Requirements.
a. In the article on the EU-Turkey Statement below, according to the CJEU, where was the agreement between EU Member States and Turkey made?
b. List every court case number cited in the article on the EU-Turkey Statement below.

Almost one year after its conclusion, the Court of Justice of the European Union (CJEU) has eventually made clear the real nature of the ‘so-called’ EU-Turkey Statement. The ‘Statement’ is a document that was primarily aimed at preventing irregular migrants reaching the EU from Turkey, and established a resettlement mechanism based on the transfer of one vulnerable Syrian from Turkey to the EU “for every irregular Syrian being returned to Turkey from Greek islands”. The case was brought by three asylum seekers who arrived in Greece by boat and risked being returned to Turkey pursuant to this Statement if their request for asylum was rejected. They asked the Court to annul what they identified as an “agreement concluded between the European Council and the Republic of Turkey” (see CJEU, Orders of 28 February 2017, Cases NF v European Council, T‑192/16; NG v European Council, T-193/16; NM v European Council, T-257/16).
According to the CJEU, the ‘EU-Turkey’ Statement is a non-EU agreement. In fact, it is a European agreement between EU Member States and Turkey, which was made at the margin of the European Council’s meeting held in March 2016. As such, according to Article 263 of the Treaty on the Functioning of the European Union (TFEU), the CJEU lacks jurisdiction to review its legitimacy, especially in relation to the provisions set out for the conclusion of international treaties by the EU (similarly, CJEU, 30 June 1993, Parliament v Council and Commission, C-181/91 and C-248/91.).
This expected (?) conclusion (see S. Peers here) raises more questions than it answers. After a brief analysis of the CJEU’s order at least two points deserve attention. Firstly, were all aspects of the Statement duly considered in order to exclude the possibility that this is an agreement of the EU with a third country? Secondly, in light of customary international law of treaties, is a different reading of the EU’s involvement possible? In fact, it seems that in the Orders being discussed here, the CJEU has clearly departed from the application of the customary international law of treaties. Hence, from an international law perspective, the nature and the effects of the ‘EU-Turkey’ agreement are still open to debate.
An Agreement of ‘an International Organization’ or an Agreement of its Member States?
Since the beginning of the cooperation with Turkey in the field of migration, the EU has played a role as an independent actor. As a subject of international law, in all negotiations the EU has expressed its own autonomous willingness as well as its Member States’ readiness to reach an agreement to solve the Syrian refugees ‘crisis’ and to reduce irregular migration to Europe. Not only did the EU use its international role to speed up this cooperation, it also included this new relation with Turkey in the broad context of Ankara’s path towards EU membership. Significantly, in all meetings between the EU Heads of State or Government and Turkish authorities, the discussion was focused on the “relations between the EU and the Republic of Turkey”. While special attention was afforded to the protection of the external borders “of the Union”, an active involvement of the President of the European Council was envisaged (i.e. an institution of the EU – Article 15 of the TEU – and not an organ at Member States’ disposal). Moreover, readmission of migrants not in need of international protection to Turkey was supposed to be based on the Agreement between the EU and that country signed in 2013 (OJ 2014 L 134, p. 3).

Extracted material.
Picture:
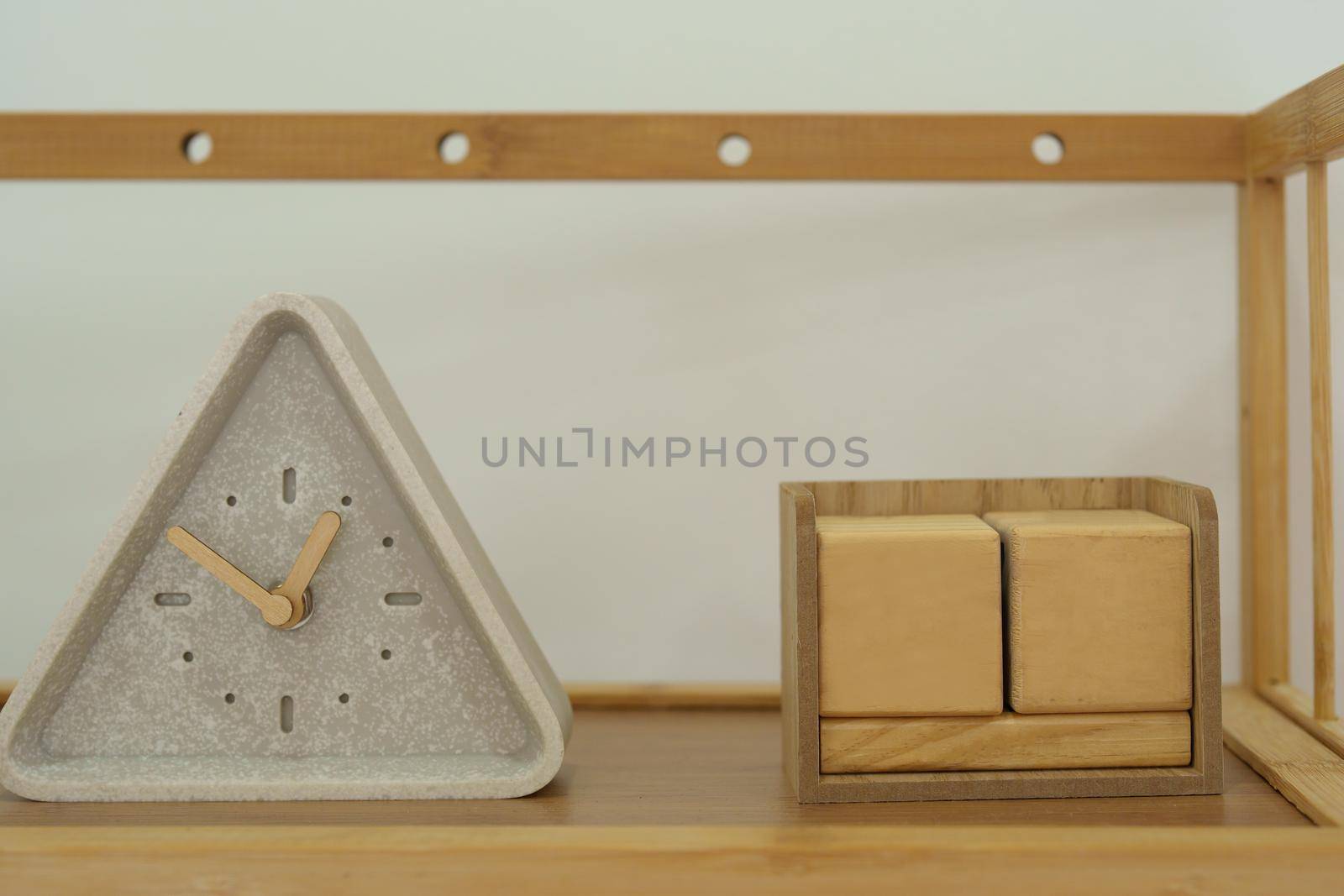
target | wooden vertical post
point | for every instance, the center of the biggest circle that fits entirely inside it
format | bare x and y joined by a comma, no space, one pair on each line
1323,490
1263,432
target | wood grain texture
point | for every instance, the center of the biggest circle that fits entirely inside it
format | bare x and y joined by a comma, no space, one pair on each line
1005,741
909,616
696,694
800,694
622,147
1297,705
1299,766
1304,125
1099,610
1194,506
679,768
1323,477
1263,432
1187,504
682,860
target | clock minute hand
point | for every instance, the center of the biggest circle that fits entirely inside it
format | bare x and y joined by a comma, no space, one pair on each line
309,557
276,610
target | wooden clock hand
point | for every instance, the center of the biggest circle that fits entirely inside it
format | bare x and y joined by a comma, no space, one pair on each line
275,609
309,557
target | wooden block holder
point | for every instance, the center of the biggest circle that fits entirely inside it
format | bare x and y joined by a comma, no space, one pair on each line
801,503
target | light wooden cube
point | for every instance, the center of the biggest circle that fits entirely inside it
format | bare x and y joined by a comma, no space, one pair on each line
1099,606
909,616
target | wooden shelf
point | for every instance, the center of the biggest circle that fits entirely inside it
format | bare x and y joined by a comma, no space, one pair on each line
685,768
676,799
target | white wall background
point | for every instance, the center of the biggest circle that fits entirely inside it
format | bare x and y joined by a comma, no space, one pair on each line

Solved problems.
a. It was made at the margin of the European Council's meeting held in March 2016.

b. T-192/16, T-193/16, T-257/16, C-181/91, C-248/91